**Requirements:**
A) In the forum thread, what kind of card does Malc suggest using through PayPal for extra protection?
B) Update the part of the forum thread that opens with "i find usual" and closes with "few years ago.", replacing "courier" with "delivery service".

::: Page excerpt :::

I think the main thing is people like to show off their reptiles, not just those that are for sale so that's something to look out for too.


----------



## Malc (Oct 27, 2009)

Contact your bank and start the ball rolling for a charge back. Provide them with as much "evidence" as you can such as print outs of the listing, e-mails you've sent, and any other information you have. The bank may not fall in your favour but if they accept you have been scammed, then there is a good chance you'll get your money back.

In future never agree to payment via bank transfer. As others have said, use paypal, and if you want extra cover, pay via credit (not debit) card via paypal, especially if the item is over £100 as it gives you an added layer of protection through the credit card company should you get scammed again. 

The only times I've purchased snakes other than from a shop I went in person to collect. Yes it can be inconvenient, but it saves being scammed.....


----------



## Emillie83 (Jul 8, 2021)

This is all really good advice, thank you! I’d of never thought to pay on a credit card that’s a good idea. And yes I think you’re right there, I think I’ll be avoiding preloved from now :/


----------



## harry python (Sep 21, 2015)

i find usual MO for scams starts with first question to buyer being were are you located even after you have already asked them their location. Once the buyer offers their location they come back with there location being at the opposite end of the country but can sort you out a courier. At which point i reply that i am visiting their town/city next week and can view and pickup. At which point the scammer usually blocks the buyer or ignores more contact. Also useful to have your own fake profile on groups so once they have told you where they are you contact them with a residence location near to where they said they are. Whence they will suddenly offer a different location.


----------



## Jamesh5300 (Jul 16, 2021)

Just to add, PayPal do not cover livestock transitions. Got scammed myself a few years ago.


----------

::: Recorded data :::

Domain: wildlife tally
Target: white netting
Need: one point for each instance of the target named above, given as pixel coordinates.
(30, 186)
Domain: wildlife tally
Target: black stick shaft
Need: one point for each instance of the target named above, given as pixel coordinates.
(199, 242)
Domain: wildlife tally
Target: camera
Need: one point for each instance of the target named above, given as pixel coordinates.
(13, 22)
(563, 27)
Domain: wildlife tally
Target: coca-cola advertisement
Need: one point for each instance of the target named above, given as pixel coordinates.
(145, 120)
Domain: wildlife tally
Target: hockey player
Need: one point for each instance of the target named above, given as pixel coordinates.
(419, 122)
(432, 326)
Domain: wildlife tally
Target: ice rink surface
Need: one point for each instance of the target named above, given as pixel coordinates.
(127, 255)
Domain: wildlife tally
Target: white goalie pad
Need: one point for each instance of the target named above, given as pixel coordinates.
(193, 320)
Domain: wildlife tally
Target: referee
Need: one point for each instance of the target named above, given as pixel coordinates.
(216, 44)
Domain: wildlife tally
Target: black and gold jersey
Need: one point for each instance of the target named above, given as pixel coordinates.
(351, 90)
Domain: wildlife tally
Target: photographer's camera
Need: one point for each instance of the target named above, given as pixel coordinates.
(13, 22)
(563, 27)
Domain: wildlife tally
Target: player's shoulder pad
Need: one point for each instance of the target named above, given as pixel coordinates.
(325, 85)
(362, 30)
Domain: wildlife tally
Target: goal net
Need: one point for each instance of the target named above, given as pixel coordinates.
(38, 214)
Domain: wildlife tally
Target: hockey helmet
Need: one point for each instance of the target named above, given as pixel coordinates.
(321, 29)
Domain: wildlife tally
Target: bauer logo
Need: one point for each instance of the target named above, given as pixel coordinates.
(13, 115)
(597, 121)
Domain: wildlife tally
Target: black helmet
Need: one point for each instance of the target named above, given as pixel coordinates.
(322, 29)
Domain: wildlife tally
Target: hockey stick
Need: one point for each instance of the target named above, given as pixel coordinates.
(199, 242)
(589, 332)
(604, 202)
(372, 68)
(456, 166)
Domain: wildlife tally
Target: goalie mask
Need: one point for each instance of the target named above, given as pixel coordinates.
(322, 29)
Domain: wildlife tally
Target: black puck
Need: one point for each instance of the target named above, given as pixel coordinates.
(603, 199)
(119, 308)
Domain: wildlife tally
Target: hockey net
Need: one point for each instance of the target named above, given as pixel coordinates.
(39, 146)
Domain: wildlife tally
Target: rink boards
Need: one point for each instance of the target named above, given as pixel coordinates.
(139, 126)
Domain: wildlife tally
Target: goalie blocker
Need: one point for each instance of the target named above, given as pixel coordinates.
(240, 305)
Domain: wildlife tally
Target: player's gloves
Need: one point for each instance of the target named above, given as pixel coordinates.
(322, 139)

:::
::: Recorded data :::

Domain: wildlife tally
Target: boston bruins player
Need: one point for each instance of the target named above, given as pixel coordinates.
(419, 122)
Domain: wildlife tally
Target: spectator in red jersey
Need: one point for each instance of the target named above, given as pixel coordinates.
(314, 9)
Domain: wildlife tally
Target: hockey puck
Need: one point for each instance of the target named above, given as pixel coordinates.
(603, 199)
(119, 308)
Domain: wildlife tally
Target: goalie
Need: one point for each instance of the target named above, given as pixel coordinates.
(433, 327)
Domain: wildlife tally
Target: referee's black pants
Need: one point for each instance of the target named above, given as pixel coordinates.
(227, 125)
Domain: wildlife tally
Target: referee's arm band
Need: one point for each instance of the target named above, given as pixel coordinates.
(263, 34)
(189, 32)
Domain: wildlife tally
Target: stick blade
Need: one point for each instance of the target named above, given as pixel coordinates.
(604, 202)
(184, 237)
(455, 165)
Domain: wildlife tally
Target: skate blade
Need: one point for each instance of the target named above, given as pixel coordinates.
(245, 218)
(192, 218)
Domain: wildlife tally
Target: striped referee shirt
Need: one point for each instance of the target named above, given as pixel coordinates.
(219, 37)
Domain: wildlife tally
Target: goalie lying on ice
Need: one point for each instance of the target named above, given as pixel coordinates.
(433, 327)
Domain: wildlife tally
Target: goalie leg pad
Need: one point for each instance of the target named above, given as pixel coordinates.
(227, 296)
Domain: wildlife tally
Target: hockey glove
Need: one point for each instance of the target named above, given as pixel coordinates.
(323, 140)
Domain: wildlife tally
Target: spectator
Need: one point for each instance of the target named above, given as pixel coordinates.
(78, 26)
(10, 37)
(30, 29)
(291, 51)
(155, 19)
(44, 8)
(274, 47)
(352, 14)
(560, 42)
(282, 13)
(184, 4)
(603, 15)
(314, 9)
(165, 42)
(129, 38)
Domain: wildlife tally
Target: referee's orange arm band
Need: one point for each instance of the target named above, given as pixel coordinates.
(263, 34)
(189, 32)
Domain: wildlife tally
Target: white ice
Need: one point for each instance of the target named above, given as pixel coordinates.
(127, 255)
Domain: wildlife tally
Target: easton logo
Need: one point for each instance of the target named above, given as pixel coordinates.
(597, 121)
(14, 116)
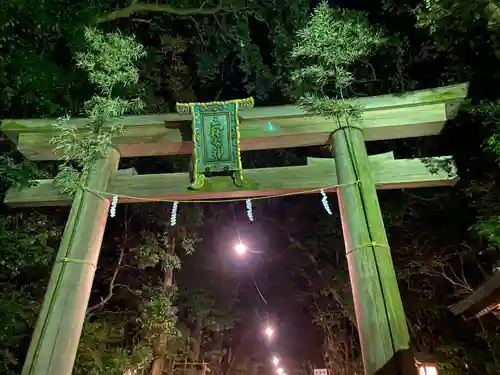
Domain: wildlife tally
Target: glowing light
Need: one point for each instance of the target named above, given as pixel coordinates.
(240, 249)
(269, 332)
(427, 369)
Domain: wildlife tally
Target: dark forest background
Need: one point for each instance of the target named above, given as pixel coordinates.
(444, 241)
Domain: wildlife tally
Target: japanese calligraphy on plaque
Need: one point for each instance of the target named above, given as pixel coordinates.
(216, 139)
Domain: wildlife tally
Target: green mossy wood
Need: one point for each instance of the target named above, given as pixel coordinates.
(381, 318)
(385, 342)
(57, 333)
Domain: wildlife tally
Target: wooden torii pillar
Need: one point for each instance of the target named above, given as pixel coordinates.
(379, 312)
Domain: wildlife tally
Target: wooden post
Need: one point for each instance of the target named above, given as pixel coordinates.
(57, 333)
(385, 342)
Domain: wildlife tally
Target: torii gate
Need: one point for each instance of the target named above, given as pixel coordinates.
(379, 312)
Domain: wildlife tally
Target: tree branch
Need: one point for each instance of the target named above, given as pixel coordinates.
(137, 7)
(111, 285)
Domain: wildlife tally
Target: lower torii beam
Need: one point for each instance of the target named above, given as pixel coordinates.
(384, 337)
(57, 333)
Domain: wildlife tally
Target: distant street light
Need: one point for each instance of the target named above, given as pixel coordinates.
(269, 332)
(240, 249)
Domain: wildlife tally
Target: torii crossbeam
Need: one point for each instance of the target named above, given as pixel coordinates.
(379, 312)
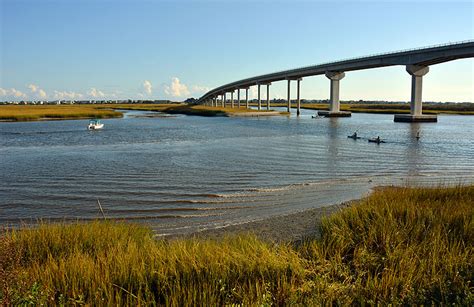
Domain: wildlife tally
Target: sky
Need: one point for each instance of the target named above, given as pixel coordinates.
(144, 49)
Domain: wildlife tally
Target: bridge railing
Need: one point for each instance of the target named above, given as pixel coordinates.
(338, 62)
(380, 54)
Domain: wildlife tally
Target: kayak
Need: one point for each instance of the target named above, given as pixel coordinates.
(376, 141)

:::
::: Recorded data :::

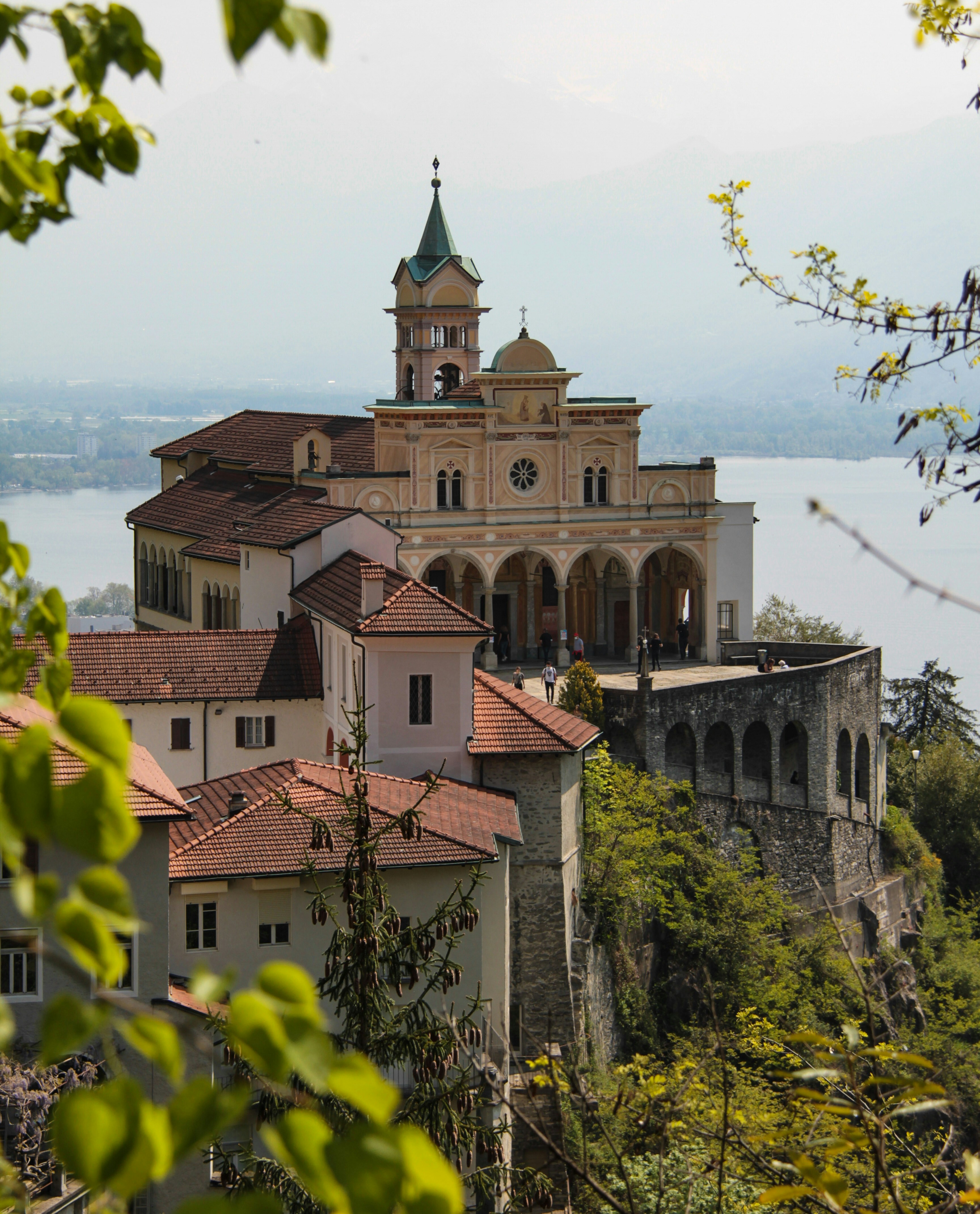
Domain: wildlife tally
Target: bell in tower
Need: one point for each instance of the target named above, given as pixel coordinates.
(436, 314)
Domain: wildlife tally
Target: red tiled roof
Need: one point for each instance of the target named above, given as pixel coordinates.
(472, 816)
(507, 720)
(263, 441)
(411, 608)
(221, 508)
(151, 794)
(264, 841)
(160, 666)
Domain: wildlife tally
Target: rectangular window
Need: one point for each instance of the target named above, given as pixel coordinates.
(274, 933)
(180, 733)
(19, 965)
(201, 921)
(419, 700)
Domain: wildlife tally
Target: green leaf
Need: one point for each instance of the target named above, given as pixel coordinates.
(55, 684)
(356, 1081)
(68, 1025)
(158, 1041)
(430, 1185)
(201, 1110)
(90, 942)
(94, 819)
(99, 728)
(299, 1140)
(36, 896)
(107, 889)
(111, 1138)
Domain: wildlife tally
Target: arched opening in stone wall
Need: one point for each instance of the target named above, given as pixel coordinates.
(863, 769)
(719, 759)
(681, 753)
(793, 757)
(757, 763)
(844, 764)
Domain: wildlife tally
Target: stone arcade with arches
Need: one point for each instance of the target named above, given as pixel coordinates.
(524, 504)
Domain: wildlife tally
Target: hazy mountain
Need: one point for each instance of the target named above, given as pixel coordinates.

:::

**Per-task outputs:**
A) A credit card, not a debit card.

B)
i find usual MO for scams starts with first question to buyer being were are you located even after you have already asked them their location. Once the buyer offers their location they come back with there location being at the opposite end of the country but can sort you out a delivery service. At which point i reply that i am visiting their town/city next week and can view and pickup. At which point the scammer usually blocks the buyer or ignores more contact. Also useful to have your own fake profile on groups so once they have told you where they are you contact them with a residence location near to where they said they are. Whence they will suddenly offer a different location.


----------



## Jamesh5300 (Jul 16, 2021)

Just to add, PayPal do not cover livestock transitions. Got scammed myself a few years ago.